▶ **What you are asked to do**
Note each line of the listing that contains the string "below", and copy it.

____

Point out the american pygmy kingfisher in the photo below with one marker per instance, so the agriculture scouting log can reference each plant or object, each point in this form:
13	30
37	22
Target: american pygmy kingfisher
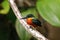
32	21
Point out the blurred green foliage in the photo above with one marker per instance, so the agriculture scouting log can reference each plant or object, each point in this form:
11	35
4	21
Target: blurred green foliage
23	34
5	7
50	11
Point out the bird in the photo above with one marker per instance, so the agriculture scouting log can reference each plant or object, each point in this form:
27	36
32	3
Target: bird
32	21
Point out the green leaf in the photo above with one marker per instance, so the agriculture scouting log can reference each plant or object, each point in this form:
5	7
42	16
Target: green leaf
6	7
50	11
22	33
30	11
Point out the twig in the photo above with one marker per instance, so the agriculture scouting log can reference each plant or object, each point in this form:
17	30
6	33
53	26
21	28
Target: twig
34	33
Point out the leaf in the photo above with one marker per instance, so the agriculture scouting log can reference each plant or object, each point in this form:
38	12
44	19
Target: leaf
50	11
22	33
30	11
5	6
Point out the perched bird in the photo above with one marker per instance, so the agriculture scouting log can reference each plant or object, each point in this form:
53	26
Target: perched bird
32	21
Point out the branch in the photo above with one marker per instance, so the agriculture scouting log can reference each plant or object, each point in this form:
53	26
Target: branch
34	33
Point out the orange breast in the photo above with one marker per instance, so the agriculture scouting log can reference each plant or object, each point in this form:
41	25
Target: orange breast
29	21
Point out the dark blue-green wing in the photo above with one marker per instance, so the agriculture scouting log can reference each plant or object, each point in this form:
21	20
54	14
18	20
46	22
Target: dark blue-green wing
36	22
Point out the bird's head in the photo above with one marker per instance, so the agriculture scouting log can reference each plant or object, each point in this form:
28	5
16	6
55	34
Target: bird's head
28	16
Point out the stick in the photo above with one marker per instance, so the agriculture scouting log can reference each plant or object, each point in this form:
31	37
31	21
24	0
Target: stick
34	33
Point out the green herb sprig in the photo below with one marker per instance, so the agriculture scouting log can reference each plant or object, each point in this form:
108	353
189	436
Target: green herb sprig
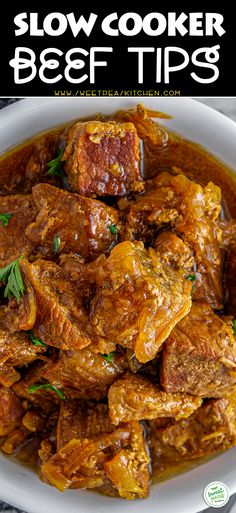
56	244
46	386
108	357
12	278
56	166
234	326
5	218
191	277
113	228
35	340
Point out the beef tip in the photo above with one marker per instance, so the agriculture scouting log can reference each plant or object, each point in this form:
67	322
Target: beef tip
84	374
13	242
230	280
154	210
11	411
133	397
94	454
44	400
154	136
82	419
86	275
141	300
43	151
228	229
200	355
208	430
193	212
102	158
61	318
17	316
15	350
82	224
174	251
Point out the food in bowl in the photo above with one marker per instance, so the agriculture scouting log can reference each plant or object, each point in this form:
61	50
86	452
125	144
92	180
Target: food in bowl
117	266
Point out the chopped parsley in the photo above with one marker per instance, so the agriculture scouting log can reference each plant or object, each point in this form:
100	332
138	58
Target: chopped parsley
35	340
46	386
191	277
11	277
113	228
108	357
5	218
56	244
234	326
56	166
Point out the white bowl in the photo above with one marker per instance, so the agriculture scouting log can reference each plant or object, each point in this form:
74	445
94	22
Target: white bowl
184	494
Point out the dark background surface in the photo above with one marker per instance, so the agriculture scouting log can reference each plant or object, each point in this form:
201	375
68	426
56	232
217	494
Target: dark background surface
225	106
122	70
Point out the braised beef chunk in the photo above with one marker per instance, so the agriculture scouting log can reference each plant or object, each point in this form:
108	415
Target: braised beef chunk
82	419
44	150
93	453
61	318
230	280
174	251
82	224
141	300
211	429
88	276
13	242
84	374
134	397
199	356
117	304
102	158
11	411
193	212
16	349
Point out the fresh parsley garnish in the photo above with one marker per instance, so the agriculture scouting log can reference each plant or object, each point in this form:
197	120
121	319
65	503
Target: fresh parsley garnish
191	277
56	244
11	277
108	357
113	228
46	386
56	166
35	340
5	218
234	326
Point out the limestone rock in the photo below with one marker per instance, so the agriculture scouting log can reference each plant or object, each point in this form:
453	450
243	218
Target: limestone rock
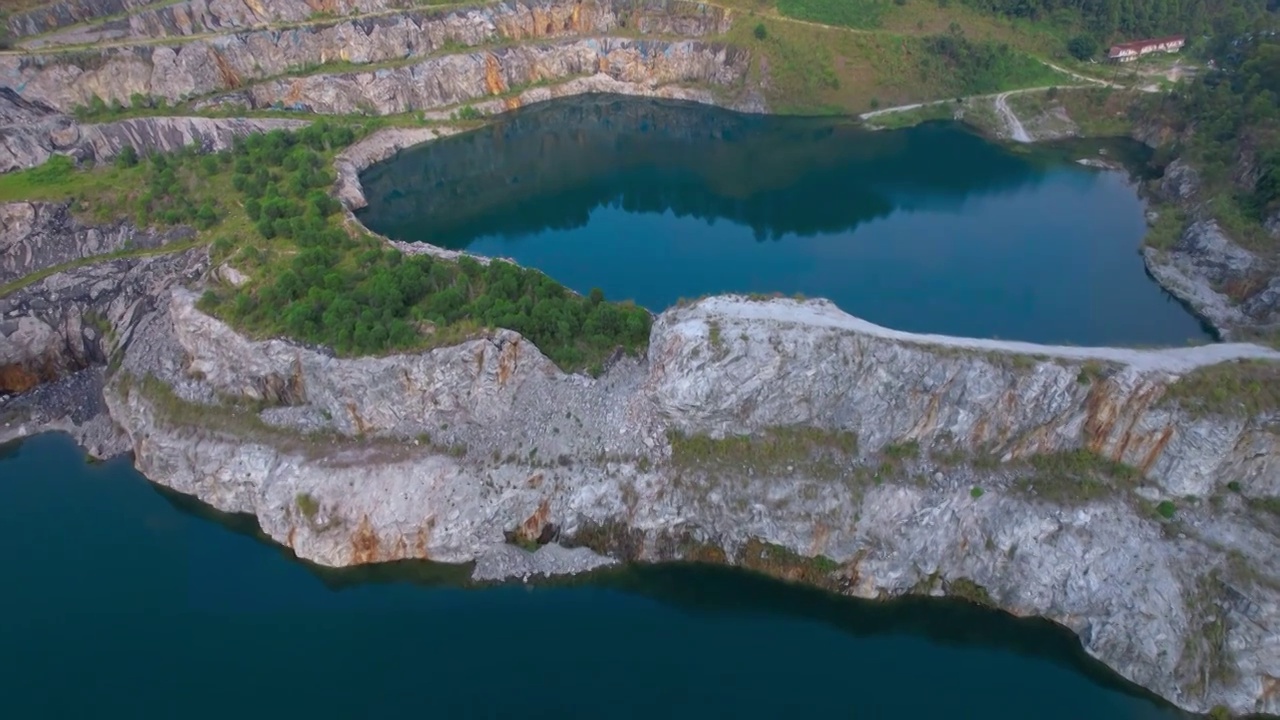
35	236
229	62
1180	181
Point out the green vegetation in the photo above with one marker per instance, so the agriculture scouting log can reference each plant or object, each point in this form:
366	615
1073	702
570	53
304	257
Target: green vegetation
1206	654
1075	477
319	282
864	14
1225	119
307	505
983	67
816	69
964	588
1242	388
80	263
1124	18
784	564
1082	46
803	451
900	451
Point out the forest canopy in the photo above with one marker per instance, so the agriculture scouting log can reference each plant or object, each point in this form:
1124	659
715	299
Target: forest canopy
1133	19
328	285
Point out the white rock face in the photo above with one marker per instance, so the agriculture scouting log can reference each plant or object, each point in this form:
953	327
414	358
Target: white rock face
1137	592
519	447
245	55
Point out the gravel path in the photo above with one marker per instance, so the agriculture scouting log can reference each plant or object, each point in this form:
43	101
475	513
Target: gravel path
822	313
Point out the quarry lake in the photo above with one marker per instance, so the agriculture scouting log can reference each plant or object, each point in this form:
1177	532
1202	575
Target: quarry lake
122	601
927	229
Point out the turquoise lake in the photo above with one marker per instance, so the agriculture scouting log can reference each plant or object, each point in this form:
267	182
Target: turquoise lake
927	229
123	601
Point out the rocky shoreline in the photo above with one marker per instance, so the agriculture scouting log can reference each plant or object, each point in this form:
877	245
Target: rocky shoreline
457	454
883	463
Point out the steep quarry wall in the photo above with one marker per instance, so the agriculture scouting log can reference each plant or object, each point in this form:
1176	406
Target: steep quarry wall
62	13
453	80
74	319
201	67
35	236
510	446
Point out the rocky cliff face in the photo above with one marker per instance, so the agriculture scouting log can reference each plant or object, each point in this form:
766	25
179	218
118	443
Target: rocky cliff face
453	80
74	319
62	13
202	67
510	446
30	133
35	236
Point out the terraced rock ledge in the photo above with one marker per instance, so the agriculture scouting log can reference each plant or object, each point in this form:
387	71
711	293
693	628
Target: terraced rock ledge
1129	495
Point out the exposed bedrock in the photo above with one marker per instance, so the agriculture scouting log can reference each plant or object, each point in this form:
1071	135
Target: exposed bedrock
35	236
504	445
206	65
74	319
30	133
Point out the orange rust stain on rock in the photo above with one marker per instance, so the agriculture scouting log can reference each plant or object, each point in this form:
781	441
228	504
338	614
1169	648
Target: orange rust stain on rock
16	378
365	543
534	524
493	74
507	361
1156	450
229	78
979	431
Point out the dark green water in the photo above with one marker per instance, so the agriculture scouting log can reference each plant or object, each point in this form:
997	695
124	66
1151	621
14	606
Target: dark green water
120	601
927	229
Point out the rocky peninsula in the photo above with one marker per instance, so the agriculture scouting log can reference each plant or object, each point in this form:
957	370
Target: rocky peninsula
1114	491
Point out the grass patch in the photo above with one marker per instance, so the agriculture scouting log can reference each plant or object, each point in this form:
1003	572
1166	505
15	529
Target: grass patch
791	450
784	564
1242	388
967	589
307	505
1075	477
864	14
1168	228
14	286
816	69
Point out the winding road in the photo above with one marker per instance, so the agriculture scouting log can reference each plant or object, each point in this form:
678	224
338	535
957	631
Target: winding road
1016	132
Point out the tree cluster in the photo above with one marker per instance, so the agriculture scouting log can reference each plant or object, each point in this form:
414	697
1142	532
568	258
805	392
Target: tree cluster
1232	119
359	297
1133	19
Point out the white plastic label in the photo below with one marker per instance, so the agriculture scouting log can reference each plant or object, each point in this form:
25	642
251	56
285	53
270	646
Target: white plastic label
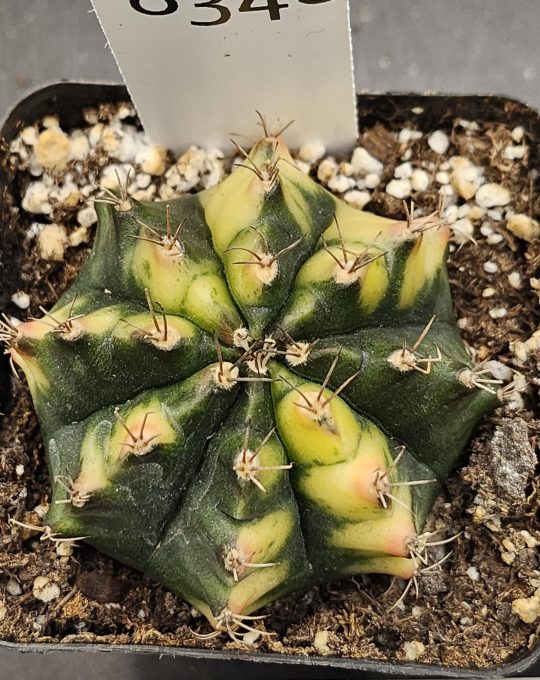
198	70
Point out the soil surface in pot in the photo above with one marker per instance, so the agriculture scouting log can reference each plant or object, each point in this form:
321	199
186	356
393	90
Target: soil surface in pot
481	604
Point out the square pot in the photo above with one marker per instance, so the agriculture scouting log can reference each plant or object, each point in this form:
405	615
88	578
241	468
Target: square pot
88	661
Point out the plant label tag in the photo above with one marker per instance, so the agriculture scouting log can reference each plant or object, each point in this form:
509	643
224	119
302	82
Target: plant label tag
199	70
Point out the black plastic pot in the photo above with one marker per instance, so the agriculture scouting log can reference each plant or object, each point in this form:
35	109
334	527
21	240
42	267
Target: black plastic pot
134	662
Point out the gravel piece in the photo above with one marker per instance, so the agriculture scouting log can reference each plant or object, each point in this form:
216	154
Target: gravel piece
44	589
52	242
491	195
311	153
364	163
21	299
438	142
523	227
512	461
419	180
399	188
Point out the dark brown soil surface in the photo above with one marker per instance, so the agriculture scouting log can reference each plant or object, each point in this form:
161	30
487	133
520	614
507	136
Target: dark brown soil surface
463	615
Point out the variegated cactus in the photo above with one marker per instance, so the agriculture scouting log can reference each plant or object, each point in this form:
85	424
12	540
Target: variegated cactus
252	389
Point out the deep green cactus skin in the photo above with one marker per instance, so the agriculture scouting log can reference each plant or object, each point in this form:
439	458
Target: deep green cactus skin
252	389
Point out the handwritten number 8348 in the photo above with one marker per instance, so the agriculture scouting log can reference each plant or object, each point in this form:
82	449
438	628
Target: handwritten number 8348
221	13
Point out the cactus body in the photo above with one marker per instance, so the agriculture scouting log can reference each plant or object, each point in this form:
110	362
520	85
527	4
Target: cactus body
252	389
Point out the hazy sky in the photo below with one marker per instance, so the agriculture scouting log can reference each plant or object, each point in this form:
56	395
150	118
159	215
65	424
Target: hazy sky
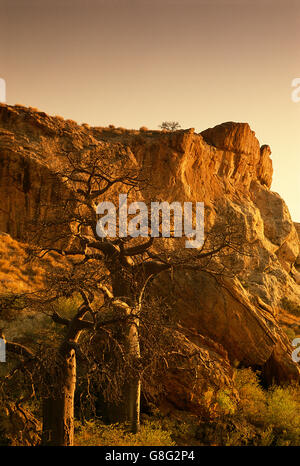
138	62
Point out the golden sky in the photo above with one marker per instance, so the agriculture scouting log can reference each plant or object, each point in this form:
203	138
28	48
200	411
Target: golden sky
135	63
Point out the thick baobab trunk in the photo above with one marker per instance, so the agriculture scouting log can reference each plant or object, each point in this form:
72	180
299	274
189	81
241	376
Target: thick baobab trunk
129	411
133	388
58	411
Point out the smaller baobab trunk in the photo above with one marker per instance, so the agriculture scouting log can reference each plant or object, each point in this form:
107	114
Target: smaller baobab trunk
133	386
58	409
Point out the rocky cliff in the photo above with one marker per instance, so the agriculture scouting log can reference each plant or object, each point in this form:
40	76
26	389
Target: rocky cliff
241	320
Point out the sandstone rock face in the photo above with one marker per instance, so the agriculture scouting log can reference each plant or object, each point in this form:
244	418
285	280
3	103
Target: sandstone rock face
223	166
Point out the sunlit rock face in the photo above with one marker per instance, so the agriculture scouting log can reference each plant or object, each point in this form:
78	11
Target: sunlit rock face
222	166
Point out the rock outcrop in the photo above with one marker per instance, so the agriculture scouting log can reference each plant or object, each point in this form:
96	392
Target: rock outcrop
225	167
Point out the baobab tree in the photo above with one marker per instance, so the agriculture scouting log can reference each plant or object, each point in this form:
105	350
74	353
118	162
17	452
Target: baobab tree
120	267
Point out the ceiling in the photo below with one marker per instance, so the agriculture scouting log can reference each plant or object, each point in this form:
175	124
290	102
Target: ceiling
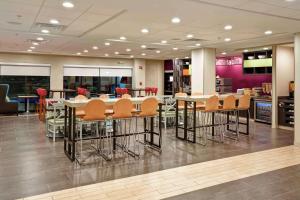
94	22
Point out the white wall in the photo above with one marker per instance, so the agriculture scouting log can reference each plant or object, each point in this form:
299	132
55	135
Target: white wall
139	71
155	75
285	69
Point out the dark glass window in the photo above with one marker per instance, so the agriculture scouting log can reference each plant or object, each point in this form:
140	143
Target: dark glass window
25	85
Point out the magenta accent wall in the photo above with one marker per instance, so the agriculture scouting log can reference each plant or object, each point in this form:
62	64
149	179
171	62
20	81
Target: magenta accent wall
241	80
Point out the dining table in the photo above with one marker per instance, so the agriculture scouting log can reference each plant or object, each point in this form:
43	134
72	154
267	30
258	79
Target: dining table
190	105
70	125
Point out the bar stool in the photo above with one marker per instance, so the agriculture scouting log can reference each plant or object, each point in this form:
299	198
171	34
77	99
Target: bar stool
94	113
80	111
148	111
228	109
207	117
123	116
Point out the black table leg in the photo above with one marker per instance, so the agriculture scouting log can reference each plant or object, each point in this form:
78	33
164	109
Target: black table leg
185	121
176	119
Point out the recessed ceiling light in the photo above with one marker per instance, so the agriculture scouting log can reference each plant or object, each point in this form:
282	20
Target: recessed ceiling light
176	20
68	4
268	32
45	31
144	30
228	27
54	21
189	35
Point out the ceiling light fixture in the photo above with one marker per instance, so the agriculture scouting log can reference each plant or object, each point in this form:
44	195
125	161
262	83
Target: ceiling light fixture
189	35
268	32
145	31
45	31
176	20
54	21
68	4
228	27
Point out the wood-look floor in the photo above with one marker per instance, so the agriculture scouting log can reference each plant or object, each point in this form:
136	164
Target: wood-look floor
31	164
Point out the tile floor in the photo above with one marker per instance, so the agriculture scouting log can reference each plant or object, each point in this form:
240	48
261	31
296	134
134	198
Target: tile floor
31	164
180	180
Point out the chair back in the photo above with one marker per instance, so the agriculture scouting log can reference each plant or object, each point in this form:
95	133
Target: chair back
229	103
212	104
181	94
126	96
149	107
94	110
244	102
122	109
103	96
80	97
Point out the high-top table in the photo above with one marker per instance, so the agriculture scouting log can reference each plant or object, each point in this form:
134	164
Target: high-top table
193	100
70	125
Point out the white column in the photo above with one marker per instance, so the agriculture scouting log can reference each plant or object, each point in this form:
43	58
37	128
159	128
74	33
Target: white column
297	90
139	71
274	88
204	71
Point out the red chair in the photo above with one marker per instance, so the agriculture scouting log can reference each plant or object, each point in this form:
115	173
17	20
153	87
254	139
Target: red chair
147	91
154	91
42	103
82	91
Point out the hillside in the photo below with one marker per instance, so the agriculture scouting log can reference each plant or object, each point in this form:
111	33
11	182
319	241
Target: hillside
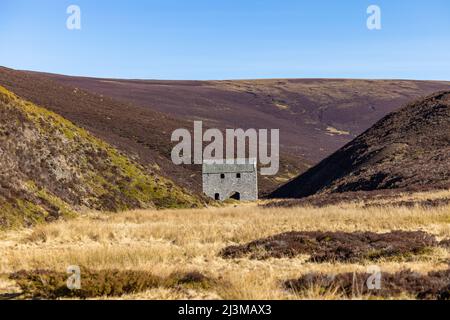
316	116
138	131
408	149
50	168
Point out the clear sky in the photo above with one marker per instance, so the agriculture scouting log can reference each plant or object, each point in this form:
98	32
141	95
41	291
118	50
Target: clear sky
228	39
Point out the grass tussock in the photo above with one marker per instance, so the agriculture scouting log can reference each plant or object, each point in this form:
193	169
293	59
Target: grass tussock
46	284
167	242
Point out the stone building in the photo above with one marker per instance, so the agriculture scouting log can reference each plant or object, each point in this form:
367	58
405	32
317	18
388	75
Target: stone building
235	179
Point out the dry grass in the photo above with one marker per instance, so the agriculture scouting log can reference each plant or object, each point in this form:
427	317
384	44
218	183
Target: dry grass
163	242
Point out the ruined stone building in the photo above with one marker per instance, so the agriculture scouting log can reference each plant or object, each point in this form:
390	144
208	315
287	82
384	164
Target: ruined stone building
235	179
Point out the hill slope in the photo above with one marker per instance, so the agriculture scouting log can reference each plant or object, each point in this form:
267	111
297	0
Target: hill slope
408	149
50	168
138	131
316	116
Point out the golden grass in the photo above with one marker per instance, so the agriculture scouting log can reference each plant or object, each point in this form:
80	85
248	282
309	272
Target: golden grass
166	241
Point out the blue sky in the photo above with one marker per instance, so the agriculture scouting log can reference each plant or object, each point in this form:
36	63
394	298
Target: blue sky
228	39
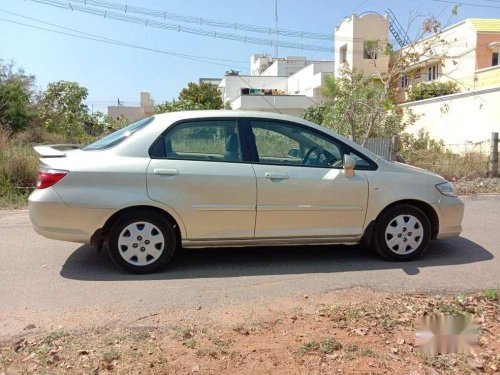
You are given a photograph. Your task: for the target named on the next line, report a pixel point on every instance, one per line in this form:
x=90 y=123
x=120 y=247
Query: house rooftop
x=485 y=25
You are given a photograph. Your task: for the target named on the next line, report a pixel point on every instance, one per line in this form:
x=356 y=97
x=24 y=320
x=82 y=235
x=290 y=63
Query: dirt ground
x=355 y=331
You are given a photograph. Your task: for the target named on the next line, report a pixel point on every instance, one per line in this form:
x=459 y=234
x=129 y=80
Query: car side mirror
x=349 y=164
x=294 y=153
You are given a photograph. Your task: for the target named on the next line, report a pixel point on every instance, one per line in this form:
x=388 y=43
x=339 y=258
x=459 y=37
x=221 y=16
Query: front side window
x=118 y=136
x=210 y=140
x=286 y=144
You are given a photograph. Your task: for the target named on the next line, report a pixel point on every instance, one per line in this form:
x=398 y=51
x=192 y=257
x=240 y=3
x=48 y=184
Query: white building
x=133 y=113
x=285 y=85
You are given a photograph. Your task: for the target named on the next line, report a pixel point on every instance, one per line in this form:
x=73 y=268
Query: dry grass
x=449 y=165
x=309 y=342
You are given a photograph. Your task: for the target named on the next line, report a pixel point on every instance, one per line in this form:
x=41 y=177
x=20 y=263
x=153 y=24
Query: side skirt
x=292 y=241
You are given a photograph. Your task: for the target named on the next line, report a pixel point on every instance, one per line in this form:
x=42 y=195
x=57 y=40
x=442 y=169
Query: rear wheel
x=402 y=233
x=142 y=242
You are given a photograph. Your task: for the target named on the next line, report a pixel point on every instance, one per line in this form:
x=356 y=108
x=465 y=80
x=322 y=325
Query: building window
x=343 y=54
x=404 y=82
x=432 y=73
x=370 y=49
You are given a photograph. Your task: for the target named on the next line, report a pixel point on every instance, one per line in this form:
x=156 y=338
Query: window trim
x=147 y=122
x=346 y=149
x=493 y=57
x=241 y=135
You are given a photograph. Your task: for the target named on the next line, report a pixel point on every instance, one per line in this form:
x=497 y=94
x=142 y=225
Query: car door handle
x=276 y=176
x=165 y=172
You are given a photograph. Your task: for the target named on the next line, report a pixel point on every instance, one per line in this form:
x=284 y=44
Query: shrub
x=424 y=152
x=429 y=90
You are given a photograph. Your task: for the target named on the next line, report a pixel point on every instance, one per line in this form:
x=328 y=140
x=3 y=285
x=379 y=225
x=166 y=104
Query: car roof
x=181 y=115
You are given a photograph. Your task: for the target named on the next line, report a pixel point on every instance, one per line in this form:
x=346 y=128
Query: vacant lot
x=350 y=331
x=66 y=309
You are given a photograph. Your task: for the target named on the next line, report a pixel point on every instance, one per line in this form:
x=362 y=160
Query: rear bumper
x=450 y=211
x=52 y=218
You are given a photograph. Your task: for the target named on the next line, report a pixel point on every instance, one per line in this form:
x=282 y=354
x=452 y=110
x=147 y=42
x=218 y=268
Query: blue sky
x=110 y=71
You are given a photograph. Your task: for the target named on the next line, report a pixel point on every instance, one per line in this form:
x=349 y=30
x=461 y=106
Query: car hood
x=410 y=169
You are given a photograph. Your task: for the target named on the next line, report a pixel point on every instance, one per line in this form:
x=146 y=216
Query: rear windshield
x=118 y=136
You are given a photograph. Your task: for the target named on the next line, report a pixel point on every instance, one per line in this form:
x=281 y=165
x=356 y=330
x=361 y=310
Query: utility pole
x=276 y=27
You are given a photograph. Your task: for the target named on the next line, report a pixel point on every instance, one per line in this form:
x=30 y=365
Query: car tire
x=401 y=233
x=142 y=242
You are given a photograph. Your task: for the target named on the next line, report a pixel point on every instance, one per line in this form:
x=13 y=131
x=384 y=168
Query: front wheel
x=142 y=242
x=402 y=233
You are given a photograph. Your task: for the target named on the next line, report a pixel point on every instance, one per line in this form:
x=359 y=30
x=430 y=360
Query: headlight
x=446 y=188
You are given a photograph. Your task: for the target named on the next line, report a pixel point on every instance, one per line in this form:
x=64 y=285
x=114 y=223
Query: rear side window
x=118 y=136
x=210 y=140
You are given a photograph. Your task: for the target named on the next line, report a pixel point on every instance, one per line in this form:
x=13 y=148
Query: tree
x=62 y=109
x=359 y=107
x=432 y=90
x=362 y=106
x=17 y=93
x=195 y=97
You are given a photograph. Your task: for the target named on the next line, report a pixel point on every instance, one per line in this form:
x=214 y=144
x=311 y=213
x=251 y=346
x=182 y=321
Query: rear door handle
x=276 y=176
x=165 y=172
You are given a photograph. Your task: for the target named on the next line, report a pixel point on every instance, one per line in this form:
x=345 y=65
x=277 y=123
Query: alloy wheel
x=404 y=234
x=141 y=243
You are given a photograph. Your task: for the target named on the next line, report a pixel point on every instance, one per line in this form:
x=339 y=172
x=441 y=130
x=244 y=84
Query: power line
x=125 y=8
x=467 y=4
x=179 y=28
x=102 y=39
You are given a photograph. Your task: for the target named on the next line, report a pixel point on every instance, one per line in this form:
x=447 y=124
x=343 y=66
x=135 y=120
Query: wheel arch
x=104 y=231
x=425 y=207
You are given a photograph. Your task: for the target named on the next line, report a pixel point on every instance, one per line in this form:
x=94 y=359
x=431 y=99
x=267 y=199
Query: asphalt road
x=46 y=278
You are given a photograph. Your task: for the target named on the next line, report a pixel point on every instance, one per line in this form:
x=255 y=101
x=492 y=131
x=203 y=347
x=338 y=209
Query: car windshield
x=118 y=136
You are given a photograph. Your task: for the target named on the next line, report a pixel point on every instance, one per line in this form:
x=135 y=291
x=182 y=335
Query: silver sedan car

____

▶ **Response**
Point out the american pygmy kingfisher in the photo below with one marker per instance, so the agriculture scouting log can reference each plant or object, each point in this form:
Point out the green herb sprig in the photo below with one marker per instance, so the agriculture scouting log can reference each plant or object, each point in this form:
Point out the limestone rock in the photo below with one marker per instance, so the agriculture scouting log can reference each plant or object, each point in this form:
Point out the white plastic label in the photo below with one marker per instance, so the agriculture scouting log can reference each plant or object, each point in this form:
Point out the hazy sky in the photo below with one marker per instance, so the agriculture scouting log can reference each plant or object, each point in this form:
Point out the ceiling in the photo below with one marker per instance, so the agriculture scouting log can reference each plant or object, each point in this form:
Point out the hillside in the photo below with one marker per instance, so the agriculture scouting log can reference each plant or object, each point in this form:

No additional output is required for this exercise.